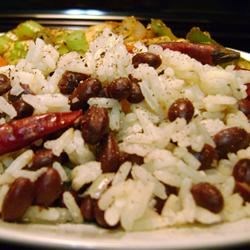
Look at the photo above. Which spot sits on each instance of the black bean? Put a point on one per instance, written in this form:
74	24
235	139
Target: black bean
208	196
22	108
95	124
69	81
241	174
181	108
99	217
134	158
243	189
119	88
5	85
85	90
151	59
230	140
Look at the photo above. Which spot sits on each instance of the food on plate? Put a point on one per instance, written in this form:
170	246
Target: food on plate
122	125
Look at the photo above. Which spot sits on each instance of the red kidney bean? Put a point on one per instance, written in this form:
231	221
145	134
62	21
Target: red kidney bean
87	208
42	158
48	188
95	124
109	154
208	196
241	171
22	108
70	80
85	90
5	85
244	106
230	140
119	88
206	156
18	199
136	95
134	158
151	59
181	108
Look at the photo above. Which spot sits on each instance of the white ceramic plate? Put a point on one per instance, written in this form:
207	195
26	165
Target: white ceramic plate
70	236
90	237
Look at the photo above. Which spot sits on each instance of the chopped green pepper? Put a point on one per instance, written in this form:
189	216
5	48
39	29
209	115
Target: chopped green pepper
4	43
161	29
16	51
76	40
28	30
195	35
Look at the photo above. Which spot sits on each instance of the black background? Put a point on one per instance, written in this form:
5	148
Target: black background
227	21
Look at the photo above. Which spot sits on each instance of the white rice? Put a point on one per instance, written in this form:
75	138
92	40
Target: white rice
128	196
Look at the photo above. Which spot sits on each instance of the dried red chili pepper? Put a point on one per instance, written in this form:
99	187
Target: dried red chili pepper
20	133
204	53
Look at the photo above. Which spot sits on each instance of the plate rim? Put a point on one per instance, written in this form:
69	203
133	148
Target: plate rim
10	235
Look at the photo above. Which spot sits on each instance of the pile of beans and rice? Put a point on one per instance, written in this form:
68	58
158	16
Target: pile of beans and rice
162	140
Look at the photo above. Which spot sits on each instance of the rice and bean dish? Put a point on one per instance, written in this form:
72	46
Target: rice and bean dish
131	135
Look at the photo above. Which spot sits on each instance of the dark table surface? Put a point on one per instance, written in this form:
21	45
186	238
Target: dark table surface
227	21
9	246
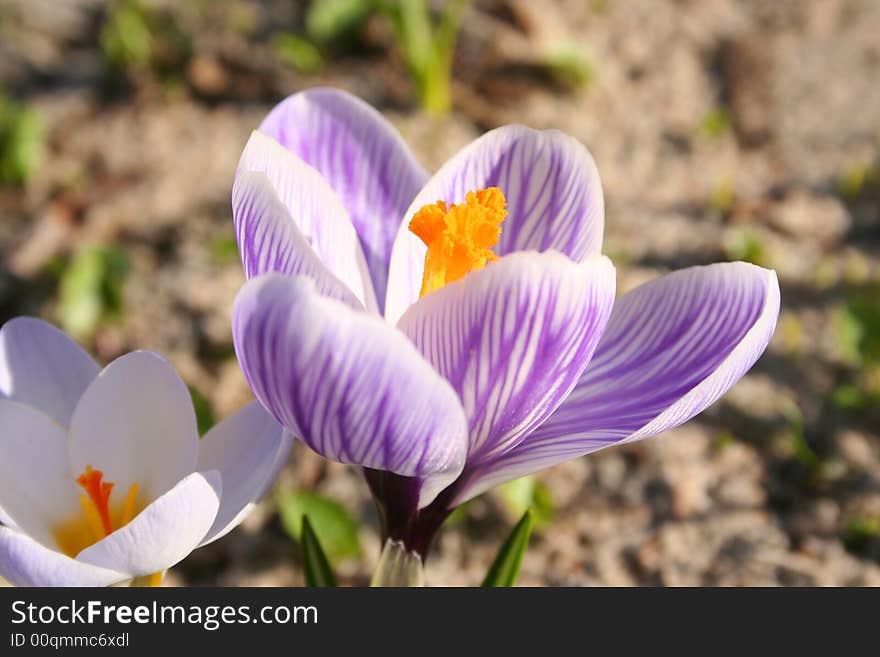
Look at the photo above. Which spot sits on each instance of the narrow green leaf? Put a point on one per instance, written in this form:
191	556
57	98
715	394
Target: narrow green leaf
334	526
205	418
317	568
505	569
330	20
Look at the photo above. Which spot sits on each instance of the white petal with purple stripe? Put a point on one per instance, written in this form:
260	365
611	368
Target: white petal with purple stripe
513	339
352	387
311	205
672	347
361	156
554	201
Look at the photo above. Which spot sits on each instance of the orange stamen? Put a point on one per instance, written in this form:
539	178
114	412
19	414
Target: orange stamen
98	492
459	237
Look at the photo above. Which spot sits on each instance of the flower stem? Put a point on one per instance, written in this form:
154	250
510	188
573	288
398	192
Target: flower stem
398	567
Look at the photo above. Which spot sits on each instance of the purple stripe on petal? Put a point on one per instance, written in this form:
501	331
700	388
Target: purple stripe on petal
672	347
513	339
554	201
352	387
296	194
363	158
269	241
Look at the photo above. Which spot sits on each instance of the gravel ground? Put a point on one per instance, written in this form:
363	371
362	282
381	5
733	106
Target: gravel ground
714	124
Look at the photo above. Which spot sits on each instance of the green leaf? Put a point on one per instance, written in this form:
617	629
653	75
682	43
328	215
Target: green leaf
205	418
332	523
90	289
858	328
505	568
528	493
329	20
298	53
315	564
22	141
716	123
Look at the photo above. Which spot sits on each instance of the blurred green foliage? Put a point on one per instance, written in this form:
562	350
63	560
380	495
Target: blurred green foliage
861	531
335	528
858	179
858	328
858	337
90	289
223	249
298	53
526	493
570	65
715	123
22	141
136	36
205	418
746	245
332	20
316	565
428	46
505	567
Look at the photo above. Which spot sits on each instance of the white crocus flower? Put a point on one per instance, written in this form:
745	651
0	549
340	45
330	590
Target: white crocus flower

------------------------------------------------

Give every line of the entries above as a JSON list of strings, one string per line, with blank lines and pictures left out.

• **Exercise solution**
[
  "Look at the photo above. Which spot sits on each instance of the black bean? Put a point on one per instance, written in this form:",
  "74\t24",
  "235\t139",
  "Target: black bean",
  "208\t196",
  "22\t108",
  "95\t124",
  "69\t81",
  "241\t174",
  "181\t108",
  "99\t217",
  "134\t158",
  "243\t189",
  "119\t88",
  "5\t85",
  "85\t90",
  "151\t59",
  "230\t140",
  "Look at the photo above. Which spot sits on each instance of the food on plate? Put a point on one per instance, written in this form:",
  "170\t246",
  "Target: food on plate",
  "122\t125",
  "Look at the photo above. Which spot sits on each instance of the red kidney bean? Put a point on one per instance, written in this form:",
  "231\t221",
  "145\t134",
  "62\t21",
  "Target: red kidney bean",
  "87\t208",
  "42\t158",
  "48\t188",
  "95\t124",
  "109\t154",
  "208\t196",
  "241\t171",
  "22\t108",
  "70\t80",
  "85\t90",
  "5\t85",
  "244\t106",
  "230\t140",
  "119\t88",
  "206\t156",
  "18\t199",
  "136\t95",
  "134\t158",
  "151\t59",
  "181\t108",
  "Look at the photo above. Which spot sits on each instance of the white ceramic plate? Put a point on one per instance, written in this form:",
  "207\t195",
  "26\t165",
  "Target: white ceramic plate",
  "70\t236",
  "90\t237",
  "Look at the photo above. Which spot sits on each instance of the chopped green pepper? Put a point on one per instance, written in this form:",
  "189\t216",
  "5\t48",
  "39\t29",
  "209\t115",
  "Target: chopped green pepper",
  "4\t43",
  "161\t29",
  "16\t51",
  "76\t40",
  "28\t30",
  "195\t35",
  "Look at the photo above. Which spot sits on each instance of the black background? Put a point on one per instance, written in this form:",
  "5\t148",
  "Target: black background",
  "227\t21",
  "Look at the photo above. Which spot sits on each instance of the white rice? Put a point on one per instance, written in this form:",
  "75\t138",
  "92\t40",
  "Target: white rice",
  "128\t196",
  "Look at the photo above. Which spot sits on each instance of the dried red chili pepper? Put a point on one per instance, written in this form:",
  "99\t187",
  "Target: dried red chili pepper",
  "20\t133",
  "204\t53",
  "Look at the photo above. Which spot sits on each instance of the plate rim? Put a point on one per instance, written in this form:",
  "69\t203",
  "133\t148",
  "Target: plate rim",
  "10\t235",
  "Look at the photo above. Which spot sits on each instance of the pile of beans and rice? Put a point on one per instance, written in this form:",
  "68\t58",
  "158\t16",
  "Target: pile of beans and rice",
  "162\t140",
  "Look at the photo above. Which spot sits on each instance of the rice and bean dish? Put a point on one per instance, written in this form:",
  "72\t46",
  "Target: rice and bean dish",
  "131\t135",
  "Look at the photo above. Which spot sits on each instance of the dark table surface? Put a point on one per instance, written in this form:",
  "21\t45",
  "186\t238",
  "Target: dark table surface",
  "227\t21",
  "9\t246",
  "Look at the photo above. Which spot sits on each instance of the narrow green leaf? Put a point on one per instance, written in this form:",
  "191\t556",
  "57\t98",
  "715\t394",
  "Target: narrow green leaf",
  "334\t526",
  "205\t418",
  "317\t568",
  "505\t569",
  "330\t20",
  "Look at the photo above. Which spot sits on each instance of the white petal with purple stripe? Put a point on one per instance, written in this form:",
  "260\t365",
  "611\t368",
  "Target: white petal with purple stripe",
  "513\t339",
  "352\t387",
  "311\t205",
  "672\t347",
  "361\t156",
  "554\t201",
  "Look at the photo above. Which spot sits on each instance of the orange stamen? Put a point on one per instance, written in this form:",
  "539\t178",
  "114\t412",
  "19\t414",
  "Target: orange stamen",
  "98\t492",
  "459\t237",
  "Look at the photo above. Which spot sits on each instance of the flower stem? Put a point on one per instance, written in this form:",
  "154\t250",
  "510\t188",
  "573\t288",
  "398\t192",
  "Target: flower stem",
  "398\t567",
  "Look at the photo above. Which spot sits on each instance of the purple stripe on petal? Put a point on one per instance, written in this form:",
  "501\t331",
  "700\t388",
  "Target: purple stripe on petal",
  "672\t347",
  "513\t339",
  "554\t201",
  "352\t387",
  "296\t194",
  "363\t158",
  "269\t241",
  "Look at the photo above. Which spot sits on each instance of the gravel ground? Put a point on one per instance, written in this form:",
  "363\t371",
  "362\t282",
  "381\t5",
  "733\t106",
  "Target: gravel ground",
  "714\t124",
  "Look at the photo above. Which spot sits on each instance of the green leaf? Put a point on one per instance, written in this form:",
  "617\t629",
  "653\t75",
  "682\t43",
  "328\t215",
  "Target: green leaf",
  "205\t418",
  "332\t523",
  "90\t289",
  "858\t328",
  "505\t568",
  "528\t493",
  "329\t20",
  "298\t53",
  "315\t564",
  "22\t141",
  "716\t123",
  "Look at the photo above. Which spot sits on each instance of the blurred green foliage? Put a point on one per instance, written in this form:",
  "562\t350",
  "63\t560",
  "380\t495",
  "Target: blurred green foliage",
  "861\t531",
  "335\t528",
  "858\t179",
  "858\t328",
  "858\t337",
  "90\t289",
  "223\t249",
  "298\t53",
  "526\t493",
  "570\t65",
  "715\t123",
  "22\t141",
  "136\t36",
  "205\t418",
  "746\t245",
  "332\t20",
  "316\t565",
  "428\t46",
  "505\t567",
  "Look at the photo above. Which spot sits on each instance of the white crocus flower? Put a point on one per instance, written in this form:",
  "745\t651",
  "0\t549",
  "340\t45",
  "330\t590",
  "Target: white crocus flower"
]